What to produce: Give everything in the listing below, from the line containing "Each instance of the sea water" down to the last line, as a Markdown table with the columns Row and Line. Number each line in order and leave out any blank lines.

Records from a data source
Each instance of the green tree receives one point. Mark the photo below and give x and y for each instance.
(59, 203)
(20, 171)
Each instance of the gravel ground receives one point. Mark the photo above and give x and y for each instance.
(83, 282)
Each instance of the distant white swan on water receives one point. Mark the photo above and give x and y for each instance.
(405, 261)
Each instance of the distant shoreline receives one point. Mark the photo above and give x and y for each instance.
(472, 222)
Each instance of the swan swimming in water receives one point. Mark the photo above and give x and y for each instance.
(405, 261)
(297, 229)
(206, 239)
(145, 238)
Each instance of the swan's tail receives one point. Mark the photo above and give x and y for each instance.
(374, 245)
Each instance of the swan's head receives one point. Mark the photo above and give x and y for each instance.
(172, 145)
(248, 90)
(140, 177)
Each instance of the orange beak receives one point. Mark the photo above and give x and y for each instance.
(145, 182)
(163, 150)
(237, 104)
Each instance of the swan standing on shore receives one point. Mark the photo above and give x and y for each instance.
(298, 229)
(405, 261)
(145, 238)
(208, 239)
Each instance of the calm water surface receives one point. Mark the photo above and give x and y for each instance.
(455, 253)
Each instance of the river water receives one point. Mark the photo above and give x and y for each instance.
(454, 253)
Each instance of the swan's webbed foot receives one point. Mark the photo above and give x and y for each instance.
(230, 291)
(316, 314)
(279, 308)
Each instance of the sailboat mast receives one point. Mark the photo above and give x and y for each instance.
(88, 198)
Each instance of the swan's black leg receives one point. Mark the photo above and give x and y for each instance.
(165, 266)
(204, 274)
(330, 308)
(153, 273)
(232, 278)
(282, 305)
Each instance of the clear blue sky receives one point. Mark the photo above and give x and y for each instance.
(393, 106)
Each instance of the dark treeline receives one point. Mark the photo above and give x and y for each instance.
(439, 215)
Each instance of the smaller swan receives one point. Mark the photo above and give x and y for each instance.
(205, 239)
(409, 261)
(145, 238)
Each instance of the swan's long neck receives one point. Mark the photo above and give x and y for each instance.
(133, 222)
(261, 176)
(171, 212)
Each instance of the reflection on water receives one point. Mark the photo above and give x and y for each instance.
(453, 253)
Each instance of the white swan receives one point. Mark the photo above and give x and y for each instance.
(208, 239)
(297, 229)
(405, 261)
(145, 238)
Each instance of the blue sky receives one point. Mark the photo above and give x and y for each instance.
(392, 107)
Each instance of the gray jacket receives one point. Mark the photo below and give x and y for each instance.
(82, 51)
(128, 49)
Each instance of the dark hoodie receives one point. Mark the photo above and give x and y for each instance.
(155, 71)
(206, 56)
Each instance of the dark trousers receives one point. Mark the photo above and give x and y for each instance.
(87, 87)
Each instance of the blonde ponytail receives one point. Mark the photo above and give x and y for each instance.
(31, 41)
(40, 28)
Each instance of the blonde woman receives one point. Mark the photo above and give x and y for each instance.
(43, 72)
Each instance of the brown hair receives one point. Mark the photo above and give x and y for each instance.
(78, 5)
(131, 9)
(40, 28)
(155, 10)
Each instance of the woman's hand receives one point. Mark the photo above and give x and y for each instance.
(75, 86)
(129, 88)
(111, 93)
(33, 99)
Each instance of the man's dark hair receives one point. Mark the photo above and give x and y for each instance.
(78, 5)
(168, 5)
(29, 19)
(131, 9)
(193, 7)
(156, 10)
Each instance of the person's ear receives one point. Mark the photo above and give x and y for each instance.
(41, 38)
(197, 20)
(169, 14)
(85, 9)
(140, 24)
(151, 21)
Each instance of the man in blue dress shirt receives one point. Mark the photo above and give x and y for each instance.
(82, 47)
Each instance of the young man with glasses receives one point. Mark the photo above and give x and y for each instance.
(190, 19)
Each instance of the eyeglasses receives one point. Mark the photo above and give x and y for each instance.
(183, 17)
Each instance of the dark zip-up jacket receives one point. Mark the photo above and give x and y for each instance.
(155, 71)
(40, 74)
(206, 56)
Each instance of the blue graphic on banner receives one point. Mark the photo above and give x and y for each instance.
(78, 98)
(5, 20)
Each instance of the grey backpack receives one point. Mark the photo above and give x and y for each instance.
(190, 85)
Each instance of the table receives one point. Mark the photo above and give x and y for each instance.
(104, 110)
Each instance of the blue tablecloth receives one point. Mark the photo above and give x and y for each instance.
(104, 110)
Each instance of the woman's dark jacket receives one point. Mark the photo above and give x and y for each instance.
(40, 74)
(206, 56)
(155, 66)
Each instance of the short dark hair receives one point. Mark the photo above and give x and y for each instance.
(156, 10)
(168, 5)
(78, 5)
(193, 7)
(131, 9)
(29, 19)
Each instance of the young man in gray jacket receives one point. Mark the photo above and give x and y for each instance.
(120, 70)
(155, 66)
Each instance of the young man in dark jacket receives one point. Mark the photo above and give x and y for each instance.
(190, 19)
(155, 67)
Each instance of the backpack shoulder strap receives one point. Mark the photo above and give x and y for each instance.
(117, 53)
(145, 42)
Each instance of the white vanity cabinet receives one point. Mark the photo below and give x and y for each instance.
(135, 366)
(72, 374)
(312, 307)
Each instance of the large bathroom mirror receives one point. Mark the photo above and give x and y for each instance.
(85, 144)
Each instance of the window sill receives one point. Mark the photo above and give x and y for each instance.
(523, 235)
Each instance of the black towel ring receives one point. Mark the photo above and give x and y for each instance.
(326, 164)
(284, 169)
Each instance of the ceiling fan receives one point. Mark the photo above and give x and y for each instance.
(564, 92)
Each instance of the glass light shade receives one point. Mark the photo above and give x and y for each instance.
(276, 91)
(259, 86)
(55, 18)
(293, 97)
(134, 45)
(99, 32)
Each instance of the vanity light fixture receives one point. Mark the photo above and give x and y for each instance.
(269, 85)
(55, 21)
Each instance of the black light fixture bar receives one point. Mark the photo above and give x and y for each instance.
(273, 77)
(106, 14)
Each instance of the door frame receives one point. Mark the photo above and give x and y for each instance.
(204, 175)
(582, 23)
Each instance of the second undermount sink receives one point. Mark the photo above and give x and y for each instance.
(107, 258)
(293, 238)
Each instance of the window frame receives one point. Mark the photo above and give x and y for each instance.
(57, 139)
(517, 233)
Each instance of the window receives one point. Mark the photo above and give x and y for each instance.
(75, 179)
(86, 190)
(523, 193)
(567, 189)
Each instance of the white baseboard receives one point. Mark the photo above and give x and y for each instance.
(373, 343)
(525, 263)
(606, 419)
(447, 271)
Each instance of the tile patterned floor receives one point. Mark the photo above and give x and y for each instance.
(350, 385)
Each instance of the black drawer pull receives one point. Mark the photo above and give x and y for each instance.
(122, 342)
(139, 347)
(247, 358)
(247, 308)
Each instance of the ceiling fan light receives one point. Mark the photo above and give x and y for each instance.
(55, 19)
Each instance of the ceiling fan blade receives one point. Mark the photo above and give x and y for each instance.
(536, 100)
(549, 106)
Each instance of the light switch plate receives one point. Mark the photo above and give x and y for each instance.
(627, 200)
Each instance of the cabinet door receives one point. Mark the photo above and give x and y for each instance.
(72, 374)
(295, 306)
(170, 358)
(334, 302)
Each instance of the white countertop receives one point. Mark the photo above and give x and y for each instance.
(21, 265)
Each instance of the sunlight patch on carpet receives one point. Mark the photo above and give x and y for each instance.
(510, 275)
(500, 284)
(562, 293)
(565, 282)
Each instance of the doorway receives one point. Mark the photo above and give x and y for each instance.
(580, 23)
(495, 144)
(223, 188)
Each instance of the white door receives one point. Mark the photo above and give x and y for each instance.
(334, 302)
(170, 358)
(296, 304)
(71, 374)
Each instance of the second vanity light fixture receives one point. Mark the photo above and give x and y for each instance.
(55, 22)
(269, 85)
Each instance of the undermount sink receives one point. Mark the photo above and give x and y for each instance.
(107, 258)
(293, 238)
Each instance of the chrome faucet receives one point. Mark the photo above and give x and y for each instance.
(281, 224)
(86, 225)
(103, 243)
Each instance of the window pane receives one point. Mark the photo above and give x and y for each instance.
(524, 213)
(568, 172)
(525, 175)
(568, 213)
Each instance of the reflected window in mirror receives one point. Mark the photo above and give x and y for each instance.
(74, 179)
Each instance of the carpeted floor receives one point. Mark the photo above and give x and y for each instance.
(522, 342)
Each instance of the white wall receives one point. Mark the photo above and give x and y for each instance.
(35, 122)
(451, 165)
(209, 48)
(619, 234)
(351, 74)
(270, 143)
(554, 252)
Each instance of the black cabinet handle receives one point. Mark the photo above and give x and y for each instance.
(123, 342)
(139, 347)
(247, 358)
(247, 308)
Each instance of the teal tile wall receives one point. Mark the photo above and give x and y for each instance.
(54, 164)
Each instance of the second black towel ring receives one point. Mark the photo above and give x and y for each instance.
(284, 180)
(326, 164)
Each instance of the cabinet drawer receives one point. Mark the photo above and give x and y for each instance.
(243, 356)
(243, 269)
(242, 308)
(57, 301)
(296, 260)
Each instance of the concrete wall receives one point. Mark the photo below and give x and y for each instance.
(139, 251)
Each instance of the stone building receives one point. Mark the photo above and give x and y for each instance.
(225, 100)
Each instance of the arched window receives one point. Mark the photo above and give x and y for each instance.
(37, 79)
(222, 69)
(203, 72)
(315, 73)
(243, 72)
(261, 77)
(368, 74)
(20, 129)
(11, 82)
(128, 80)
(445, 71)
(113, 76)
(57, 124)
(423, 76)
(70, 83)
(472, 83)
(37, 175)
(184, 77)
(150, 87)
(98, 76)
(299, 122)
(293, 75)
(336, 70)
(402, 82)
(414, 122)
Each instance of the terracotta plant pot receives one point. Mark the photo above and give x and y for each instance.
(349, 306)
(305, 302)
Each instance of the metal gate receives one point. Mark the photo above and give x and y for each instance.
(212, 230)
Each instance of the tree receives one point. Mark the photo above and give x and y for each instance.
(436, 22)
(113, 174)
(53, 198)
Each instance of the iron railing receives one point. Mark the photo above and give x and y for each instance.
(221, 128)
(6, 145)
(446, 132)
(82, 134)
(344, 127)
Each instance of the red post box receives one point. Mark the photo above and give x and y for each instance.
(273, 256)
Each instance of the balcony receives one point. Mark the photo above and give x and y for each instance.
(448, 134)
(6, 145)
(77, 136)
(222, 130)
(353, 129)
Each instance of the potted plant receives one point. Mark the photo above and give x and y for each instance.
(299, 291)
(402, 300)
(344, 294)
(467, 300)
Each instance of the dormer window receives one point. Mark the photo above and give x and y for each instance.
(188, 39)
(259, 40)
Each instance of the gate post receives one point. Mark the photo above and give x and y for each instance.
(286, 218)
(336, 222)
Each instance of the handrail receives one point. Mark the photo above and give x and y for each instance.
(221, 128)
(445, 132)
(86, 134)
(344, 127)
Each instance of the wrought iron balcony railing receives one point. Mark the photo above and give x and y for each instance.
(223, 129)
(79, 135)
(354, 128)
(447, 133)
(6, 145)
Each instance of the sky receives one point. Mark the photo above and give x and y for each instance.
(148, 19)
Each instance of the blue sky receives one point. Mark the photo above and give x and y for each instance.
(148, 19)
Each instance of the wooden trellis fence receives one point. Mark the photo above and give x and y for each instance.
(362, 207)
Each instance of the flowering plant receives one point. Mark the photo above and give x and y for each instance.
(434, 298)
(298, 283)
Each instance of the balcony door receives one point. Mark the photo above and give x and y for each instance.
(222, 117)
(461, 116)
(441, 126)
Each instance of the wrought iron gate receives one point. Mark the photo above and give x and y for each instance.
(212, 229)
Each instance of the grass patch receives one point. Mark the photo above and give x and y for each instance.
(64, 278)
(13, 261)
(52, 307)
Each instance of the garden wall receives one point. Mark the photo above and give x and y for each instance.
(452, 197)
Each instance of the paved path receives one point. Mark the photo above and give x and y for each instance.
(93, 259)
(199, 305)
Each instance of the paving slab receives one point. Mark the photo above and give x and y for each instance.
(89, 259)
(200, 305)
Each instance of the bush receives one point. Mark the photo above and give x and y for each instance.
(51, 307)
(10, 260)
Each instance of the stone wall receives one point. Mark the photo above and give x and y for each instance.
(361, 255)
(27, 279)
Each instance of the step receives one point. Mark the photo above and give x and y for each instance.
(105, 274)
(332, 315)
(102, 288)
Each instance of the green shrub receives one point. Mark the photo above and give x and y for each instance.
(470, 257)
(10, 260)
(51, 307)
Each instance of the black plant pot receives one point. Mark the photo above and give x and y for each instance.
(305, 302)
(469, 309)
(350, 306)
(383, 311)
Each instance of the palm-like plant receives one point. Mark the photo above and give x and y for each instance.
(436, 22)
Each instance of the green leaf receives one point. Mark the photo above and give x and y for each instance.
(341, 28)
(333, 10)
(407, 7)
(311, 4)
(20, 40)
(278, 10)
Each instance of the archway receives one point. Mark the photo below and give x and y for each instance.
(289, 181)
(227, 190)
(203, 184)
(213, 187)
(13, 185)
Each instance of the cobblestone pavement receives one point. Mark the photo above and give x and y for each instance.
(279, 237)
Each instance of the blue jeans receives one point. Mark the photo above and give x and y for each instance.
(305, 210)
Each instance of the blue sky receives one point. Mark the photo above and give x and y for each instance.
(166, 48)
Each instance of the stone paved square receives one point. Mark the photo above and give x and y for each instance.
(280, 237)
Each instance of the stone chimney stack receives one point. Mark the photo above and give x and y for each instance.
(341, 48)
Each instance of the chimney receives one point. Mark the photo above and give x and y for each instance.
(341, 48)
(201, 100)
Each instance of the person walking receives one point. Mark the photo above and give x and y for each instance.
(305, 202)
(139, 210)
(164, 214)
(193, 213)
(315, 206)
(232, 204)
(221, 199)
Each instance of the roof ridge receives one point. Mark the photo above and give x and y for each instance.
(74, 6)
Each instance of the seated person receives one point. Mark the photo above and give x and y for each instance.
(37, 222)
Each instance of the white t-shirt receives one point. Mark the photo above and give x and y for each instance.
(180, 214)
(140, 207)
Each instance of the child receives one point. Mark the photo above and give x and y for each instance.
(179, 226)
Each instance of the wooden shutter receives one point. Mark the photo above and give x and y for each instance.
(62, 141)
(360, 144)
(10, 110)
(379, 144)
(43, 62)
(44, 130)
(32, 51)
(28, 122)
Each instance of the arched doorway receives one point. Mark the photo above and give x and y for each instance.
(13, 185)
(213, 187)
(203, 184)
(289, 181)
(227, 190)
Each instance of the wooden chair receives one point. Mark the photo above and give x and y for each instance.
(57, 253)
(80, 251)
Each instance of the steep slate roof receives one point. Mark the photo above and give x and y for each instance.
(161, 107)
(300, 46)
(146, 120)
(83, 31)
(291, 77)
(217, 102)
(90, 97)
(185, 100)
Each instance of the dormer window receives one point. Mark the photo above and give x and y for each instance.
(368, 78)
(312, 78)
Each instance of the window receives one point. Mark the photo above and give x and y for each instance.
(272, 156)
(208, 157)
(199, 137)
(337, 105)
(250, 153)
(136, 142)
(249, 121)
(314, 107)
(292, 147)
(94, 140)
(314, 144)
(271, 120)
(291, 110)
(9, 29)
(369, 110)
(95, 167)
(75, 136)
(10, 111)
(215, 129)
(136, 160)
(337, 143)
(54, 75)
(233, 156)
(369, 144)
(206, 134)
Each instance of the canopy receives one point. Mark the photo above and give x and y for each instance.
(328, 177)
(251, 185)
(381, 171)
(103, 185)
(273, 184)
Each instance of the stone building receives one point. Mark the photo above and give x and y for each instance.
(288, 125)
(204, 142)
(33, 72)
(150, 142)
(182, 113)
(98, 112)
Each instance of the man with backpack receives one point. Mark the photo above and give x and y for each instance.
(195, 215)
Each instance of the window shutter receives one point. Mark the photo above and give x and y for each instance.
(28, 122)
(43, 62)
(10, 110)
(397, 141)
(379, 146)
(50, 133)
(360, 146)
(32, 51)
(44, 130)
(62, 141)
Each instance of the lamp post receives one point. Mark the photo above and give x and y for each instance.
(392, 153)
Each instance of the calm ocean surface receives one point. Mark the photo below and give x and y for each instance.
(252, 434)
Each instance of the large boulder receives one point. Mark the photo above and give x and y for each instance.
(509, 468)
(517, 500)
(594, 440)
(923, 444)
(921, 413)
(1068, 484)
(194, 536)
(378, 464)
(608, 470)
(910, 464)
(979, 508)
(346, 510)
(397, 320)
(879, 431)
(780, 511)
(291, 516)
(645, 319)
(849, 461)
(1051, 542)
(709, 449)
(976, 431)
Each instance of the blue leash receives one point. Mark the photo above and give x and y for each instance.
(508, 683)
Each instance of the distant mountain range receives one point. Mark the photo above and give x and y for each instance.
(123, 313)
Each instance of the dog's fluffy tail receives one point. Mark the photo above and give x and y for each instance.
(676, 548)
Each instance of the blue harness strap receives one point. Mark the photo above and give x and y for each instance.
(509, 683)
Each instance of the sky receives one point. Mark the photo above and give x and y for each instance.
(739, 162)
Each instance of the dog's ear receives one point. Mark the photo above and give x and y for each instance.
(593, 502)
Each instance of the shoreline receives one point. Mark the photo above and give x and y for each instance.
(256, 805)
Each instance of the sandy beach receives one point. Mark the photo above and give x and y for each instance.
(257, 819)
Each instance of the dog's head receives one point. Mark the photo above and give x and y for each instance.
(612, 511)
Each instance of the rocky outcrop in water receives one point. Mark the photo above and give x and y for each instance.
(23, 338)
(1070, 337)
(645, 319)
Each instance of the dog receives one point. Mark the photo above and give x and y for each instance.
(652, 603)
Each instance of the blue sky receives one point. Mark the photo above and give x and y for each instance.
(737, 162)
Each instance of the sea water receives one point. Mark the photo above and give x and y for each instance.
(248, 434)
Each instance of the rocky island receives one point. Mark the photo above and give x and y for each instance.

Written answer:
| Row | Line |
|---|---|
| 1 | Each instance of the sea water receives one point. Mark the photo above and give x and y for each instance. |
| 2 | (248, 434) |
| 3 | Each instance of the rocky island receives one point. Mark the photo above and give x and y for each instance. |